(Objective): Copy each line below that contains the word "surface".

(Excerpted data):
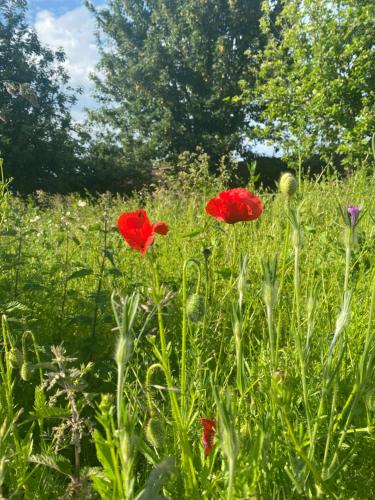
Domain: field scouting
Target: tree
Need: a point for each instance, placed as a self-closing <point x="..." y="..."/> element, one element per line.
<point x="316" y="80"/>
<point x="35" y="122"/>
<point x="167" y="72"/>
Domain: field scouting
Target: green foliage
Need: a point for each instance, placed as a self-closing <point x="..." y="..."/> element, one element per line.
<point x="285" y="367"/>
<point x="35" y="122"/>
<point x="168" y="71"/>
<point x="315" y="82"/>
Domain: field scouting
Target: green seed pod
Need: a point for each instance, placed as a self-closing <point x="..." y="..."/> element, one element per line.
<point x="26" y="371"/>
<point x="15" y="357"/>
<point x="155" y="432"/>
<point x="195" y="308"/>
<point x="370" y="399"/>
<point x="288" y="184"/>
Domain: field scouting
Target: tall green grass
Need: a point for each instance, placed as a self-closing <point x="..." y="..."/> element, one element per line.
<point x="269" y="329"/>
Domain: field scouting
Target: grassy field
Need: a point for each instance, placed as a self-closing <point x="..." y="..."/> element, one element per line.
<point x="109" y="359"/>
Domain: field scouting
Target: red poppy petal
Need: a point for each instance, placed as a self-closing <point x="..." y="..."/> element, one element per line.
<point x="136" y="230"/>
<point x="216" y="209"/>
<point x="235" y="205"/>
<point x="160" y="228"/>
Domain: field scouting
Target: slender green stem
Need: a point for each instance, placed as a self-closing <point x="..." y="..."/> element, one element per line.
<point x="282" y="281"/>
<point x="348" y="255"/>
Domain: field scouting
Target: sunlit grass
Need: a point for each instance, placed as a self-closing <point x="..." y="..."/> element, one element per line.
<point x="282" y="357"/>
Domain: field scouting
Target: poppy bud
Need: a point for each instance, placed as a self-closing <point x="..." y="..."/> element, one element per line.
<point x="15" y="357"/>
<point x="206" y="253"/>
<point x="288" y="184"/>
<point x="124" y="350"/>
<point x="370" y="400"/>
<point x="155" y="432"/>
<point x="195" y="309"/>
<point x="26" y="371"/>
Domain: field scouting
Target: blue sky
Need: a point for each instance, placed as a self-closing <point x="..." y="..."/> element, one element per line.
<point x="69" y="24"/>
<point x="57" y="7"/>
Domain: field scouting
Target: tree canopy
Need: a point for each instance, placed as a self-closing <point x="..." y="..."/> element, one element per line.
<point x="167" y="71"/>
<point x="35" y="100"/>
<point x="316" y="80"/>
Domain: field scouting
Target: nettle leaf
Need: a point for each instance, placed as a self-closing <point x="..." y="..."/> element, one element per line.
<point x="114" y="272"/>
<point x="193" y="233"/>
<point x="8" y="232"/>
<point x="56" y="462"/>
<point x="50" y="412"/>
<point x="80" y="273"/>
<point x="34" y="287"/>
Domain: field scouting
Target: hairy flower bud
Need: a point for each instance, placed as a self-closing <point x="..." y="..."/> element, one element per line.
<point x="195" y="309"/>
<point x="15" y="357"/>
<point x="288" y="184"/>
<point x="155" y="432"/>
<point x="370" y="399"/>
<point x="26" y="371"/>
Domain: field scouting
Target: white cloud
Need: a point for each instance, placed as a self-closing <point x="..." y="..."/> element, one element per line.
<point x="74" y="32"/>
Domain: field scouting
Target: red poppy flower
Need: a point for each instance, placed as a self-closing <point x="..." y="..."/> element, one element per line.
<point x="235" y="205"/>
<point x="137" y="230"/>
<point x="208" y="435"/>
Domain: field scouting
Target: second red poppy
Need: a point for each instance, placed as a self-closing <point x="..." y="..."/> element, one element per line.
<point x="137" y="230"/>
<point x="235" y="205"/>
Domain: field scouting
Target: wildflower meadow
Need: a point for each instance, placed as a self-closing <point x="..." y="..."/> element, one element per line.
<point x="201" y="341"/>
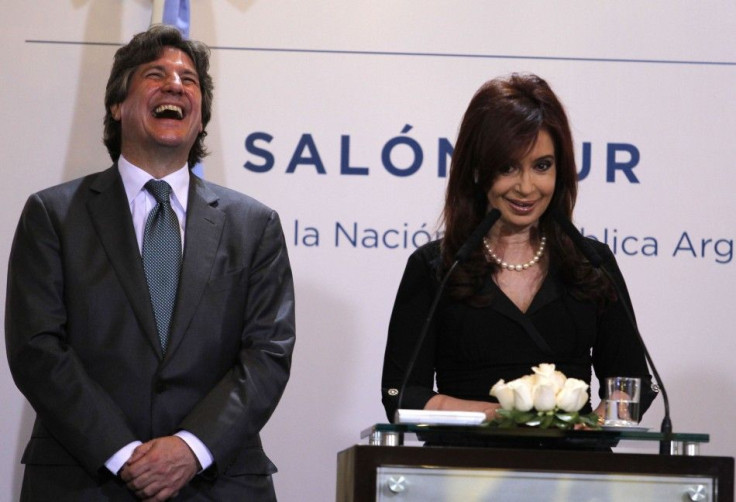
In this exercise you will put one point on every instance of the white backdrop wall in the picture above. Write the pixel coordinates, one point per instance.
(325, 86)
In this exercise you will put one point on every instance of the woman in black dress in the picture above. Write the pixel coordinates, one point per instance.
(527, 295)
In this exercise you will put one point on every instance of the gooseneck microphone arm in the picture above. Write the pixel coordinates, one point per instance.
(461, 256)
(665, 445)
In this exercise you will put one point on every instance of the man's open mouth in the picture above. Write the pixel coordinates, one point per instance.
(168, 112)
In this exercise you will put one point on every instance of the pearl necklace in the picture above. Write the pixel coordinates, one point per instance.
(491, 256)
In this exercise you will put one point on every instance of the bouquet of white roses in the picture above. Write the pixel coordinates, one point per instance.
(546, 398)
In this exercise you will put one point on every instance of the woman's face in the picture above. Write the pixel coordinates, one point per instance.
(523, 191)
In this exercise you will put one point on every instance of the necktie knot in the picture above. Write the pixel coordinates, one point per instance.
(160, 190)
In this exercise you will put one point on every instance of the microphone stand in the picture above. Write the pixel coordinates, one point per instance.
(462, 254)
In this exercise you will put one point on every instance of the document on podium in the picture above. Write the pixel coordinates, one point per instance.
(440, 417)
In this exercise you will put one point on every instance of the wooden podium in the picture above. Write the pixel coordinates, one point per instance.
(451, 473)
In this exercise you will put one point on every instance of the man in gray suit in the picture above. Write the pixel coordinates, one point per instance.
(152, 363)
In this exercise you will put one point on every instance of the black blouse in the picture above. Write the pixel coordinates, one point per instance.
(468, 349)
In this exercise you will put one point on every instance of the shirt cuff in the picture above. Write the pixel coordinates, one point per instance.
(115, 463)
(203, 454)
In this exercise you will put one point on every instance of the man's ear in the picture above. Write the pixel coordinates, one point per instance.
(115, 111)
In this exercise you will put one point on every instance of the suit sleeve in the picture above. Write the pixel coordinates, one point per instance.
(413, 300)
(241, 403)
(70, 406)
(618, 351)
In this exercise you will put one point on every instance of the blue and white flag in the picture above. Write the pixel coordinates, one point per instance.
(172, 12)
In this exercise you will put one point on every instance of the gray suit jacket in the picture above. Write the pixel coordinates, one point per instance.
(81, 337)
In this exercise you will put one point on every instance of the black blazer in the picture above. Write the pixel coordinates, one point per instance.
(81, 337)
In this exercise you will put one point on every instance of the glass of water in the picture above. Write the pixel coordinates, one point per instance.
(622, 401)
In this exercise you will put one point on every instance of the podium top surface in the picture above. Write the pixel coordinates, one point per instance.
(487, 433)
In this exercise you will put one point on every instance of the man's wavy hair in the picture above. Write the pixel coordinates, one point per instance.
(144, 48)
(501, 124)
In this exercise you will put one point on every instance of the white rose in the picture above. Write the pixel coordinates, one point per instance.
(543, 394)
(522, 388)
(504, 394)
(573, 395)
(548, 371)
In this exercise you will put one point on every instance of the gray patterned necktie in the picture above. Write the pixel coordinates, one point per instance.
(162, 257)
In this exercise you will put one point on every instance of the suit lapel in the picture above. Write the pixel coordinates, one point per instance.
(110, 214)
(202, 237)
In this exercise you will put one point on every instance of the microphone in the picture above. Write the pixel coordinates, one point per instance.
(461, 256)
(665, 445)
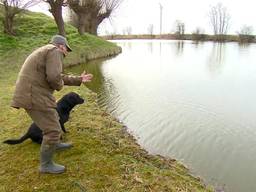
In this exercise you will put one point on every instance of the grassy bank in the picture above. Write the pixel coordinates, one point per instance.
(104, 156)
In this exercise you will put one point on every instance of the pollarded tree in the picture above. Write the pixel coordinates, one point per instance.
(90, 13)
(219, 19)
(56, 11)
(13, 8)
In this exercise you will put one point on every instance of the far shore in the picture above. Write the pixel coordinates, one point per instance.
(193, 37)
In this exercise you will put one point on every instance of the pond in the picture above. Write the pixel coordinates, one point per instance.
(194, 102)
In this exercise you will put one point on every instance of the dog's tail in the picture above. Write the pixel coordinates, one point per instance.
(16, 141)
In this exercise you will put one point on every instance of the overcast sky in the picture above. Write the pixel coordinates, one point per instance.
(139, 14)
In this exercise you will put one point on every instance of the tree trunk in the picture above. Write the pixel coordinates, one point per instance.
(56, 10)
(8, 24)
(81, 24)
(59, 21)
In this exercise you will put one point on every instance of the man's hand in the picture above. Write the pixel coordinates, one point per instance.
(86, 77)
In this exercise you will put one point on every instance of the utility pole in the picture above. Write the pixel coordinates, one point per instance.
(161, 14)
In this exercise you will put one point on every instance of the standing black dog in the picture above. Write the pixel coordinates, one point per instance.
(64, 106)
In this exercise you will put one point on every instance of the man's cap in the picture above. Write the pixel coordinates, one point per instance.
(60, 40)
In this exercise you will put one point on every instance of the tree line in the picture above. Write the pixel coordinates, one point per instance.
(85, 15)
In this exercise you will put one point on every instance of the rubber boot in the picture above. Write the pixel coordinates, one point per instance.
(61, 146)
(46, 163)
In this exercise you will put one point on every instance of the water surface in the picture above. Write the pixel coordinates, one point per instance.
(189, 101)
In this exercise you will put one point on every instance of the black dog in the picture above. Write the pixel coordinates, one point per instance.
(64, 106)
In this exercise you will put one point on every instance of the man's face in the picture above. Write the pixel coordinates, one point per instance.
(63, 49)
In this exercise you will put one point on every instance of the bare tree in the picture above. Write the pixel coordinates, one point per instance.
(11, 9)
(180, 27)
(219, 19)
(151, 29)
(90, 13)
(56, 11)
(246, 34)
(246, 30)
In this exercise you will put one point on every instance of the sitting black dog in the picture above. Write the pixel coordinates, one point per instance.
(64, 106)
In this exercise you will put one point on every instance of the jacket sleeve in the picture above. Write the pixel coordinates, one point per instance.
(71, 80)
(54, 69)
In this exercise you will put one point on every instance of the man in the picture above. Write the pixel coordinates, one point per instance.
(40, 75)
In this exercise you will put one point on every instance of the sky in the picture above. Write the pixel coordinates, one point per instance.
(139, 14)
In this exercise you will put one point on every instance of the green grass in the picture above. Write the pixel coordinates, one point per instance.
(104, 156)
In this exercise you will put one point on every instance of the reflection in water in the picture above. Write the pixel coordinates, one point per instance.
(174, 107)
(179, 47)
(150, 46)
(216, 58)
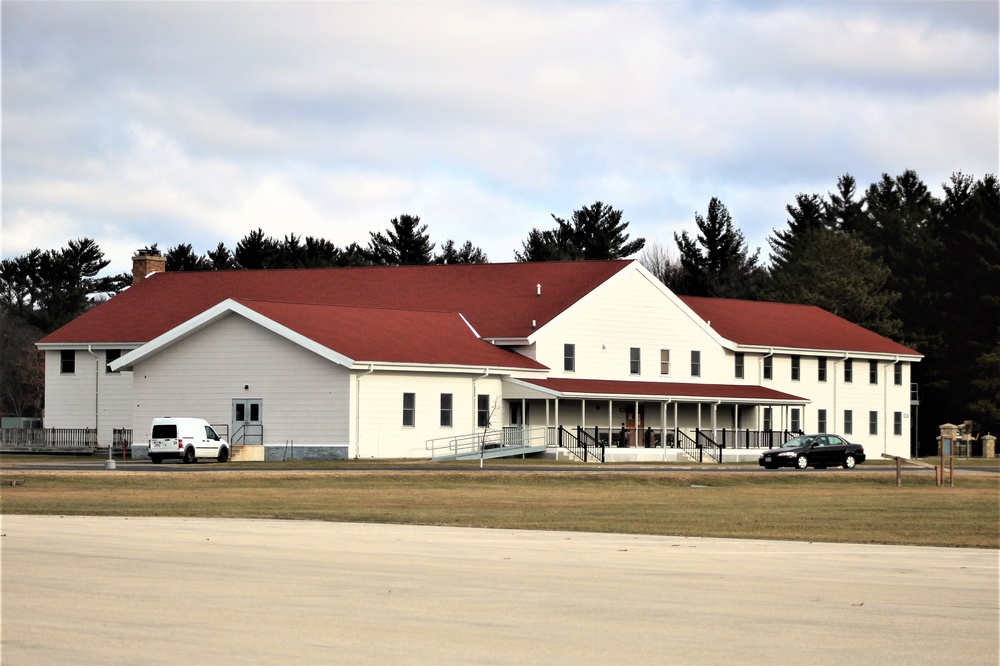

(Answer to this exercise):
In this exercise you will put one point on every instance of the podium top surface in the picture above. Write the pixel coordinates, one point per instance.
In this exercise you will put one point on every instance of the water surface in the picture above. Write the pixel coordinates, one point per instance.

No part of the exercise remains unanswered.